GIVEN EXERCISE – Repeat the listing in full, exactly as it stands.

☆ ☆ ☆

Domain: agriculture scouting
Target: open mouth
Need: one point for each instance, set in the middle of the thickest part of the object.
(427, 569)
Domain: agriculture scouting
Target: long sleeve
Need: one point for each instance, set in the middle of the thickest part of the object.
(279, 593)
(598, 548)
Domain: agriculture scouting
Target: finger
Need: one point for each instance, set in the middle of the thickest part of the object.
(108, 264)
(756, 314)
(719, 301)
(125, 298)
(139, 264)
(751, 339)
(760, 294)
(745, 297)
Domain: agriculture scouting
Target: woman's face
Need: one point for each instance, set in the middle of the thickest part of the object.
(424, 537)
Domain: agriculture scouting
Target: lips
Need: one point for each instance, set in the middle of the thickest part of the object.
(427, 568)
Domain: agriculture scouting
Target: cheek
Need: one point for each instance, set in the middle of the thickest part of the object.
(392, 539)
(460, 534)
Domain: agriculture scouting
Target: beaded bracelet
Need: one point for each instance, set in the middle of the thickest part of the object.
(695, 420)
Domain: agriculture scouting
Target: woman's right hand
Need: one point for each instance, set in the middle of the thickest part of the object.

☆ ☆ ☆

IN RESPONSE –
Domain: agriculture scouting
Target: open mouth
Need: one point for each instance, set in the middle of the thickest part of the object.
(427, 569)
Domain: agriculture scouting
Target: long sleeve
Need: one point for each instance, set in the middle of the thickest part of the object.
(279, 593)
(598, 548)
Domain: agriculture scouting
Target: finger
Need: one point for each instance, set in the middle of the thickest part of the object.
(108, 264)
(756, 314)
(719, 301)
(125, 298)
(139, 264)
(751, 339)
(760, 294)
(745, 297)
Domain: agriculture scouting
Target: woman's face
Need: one point for each instance, set in the middle of the thickest part of the object.
(424, 537)
Domain: agriculture scouting
Target: lips
Need: one point for each instance, set in the middle of the thickest part of the object.
(427, 568)
Domain: agriculture scouting
Target: cheek
Need: one point for each instance, set in the middle of the thickest part of the object.
(392, 539)
(460, 534)
Domain: agriculture scouting
Target: beaded bracelet
Need: one point for each instance, set in the middle of the thickest part of the object.
(695, 420)
Domain: agriculture scouting
Target: woman's right hand
Need: one point for each instance, set in the middle of the thickest part of the object.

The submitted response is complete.